* WHAT TO WORK ON *
A. In the forum thread about a router cutting download speed, which router model is in use?
B. Resume the forum thread about a router cutting download speed, picking up after its final line.

# Help pls - Router drops download speed to 0.2Mbps!



## Black Panther (Dec 15, 2010)

Problem's at my parents' house.

When any of their laptops are connected direct (without router) they get what they're paying for ie a 4Mbps download and 0.5Mbps upload PPPoE DSL.

However, when they use the router the download speed drops to a miserly 0.2Mbps while the upload speed remains fine at 0.5Mbps.

I used speedtest.net to check the above.

Now once I had a nearly identical problem though my download wasn't dropping as much (I still had ~2Mbps instead of 4 but my upload was dropping to 0.05 instead of 0.5Mbps). What I had done was turn QoS off and problem was solved...

I'm not saying it could be QoS here, but I tried that remedy first...... and cannot find any QoS settings anywhere on the router's page 

Can someone enlighten me where should I start? I clicked all the options in the screenshot below...

The router in question is a K.Corp Lifestyle Silver Series Generation II 54G.


----------



## brandonwh64 (Dec 15, 2010)

* INFORMATION PROVIDED *
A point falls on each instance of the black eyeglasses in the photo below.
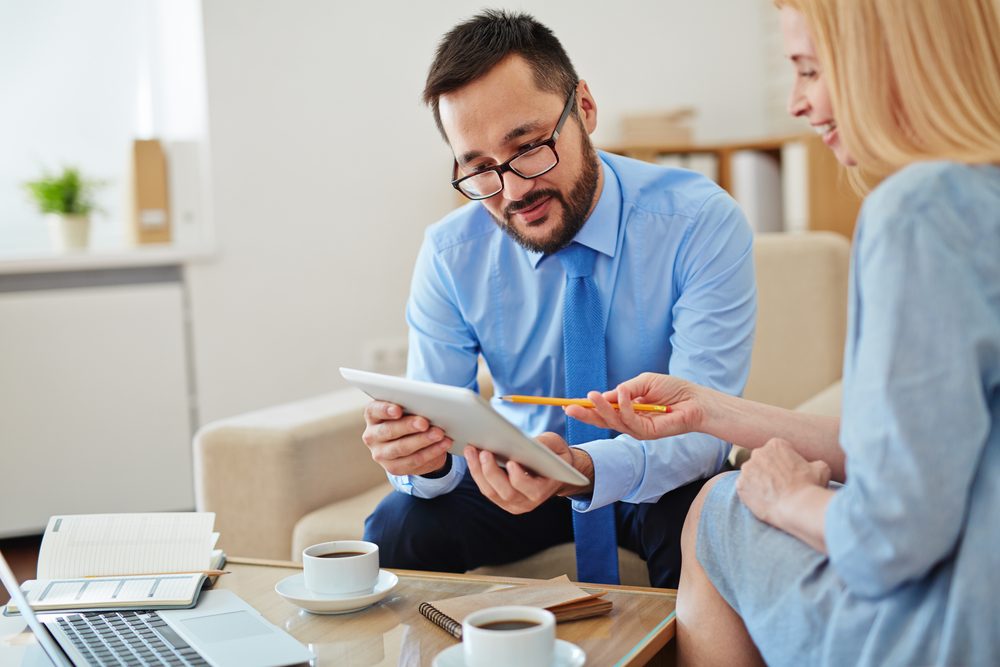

* ANSWERS FOR THIS EXERCISE *
A. A K.Corp Lifestyle Silver Series Generation II 54G.

B.
Change channel to 6 on both router and WlAN card to see if that helps

I also experienced this when i installed a new HD in my laptop, come to find out when i install the bluetooth drivers it messes with my WLAN signal


----------



## slyfox2151 (Dec 15, 2010)

connected by  ethernet or wireless to the router? could also try updating the firmware on the router.


----------



## Athlon2K15 (Dec 15, 2010)

Im assuming this is a recent occurence? Im also going to assume your parents have no clue how to configure a router so they probably havent messed with any settings. The first thing i thought of before reading your post was QoS but you have said there are no QoS settings in the router Admin panel. maybe look for a firmware update and see if that gives more options.Are there any other wireless devices such as bluetooth etc. that could be interfering? I find the best wireless channel to be 11 in my area maybe try that.


----------



## Black Panther (Dec 15, 2010)

brandonwh64 said:


> Change channel to 6 on both router and WlAN card to see if that helps
> 
> I also experienced this when i installed a new HD in my laptop, come to find out when i install the bluetooth drivers it messes with my WLAN signal



I'm not thinking that's the solution but I'll try changing channels to 6 as you suggest, and if that doesn't work to 11 as AthlonX2 suggested. 



slyfox2151 said:


> connected by  ethernet or wireless to the router? could also try updating the firmware on the router.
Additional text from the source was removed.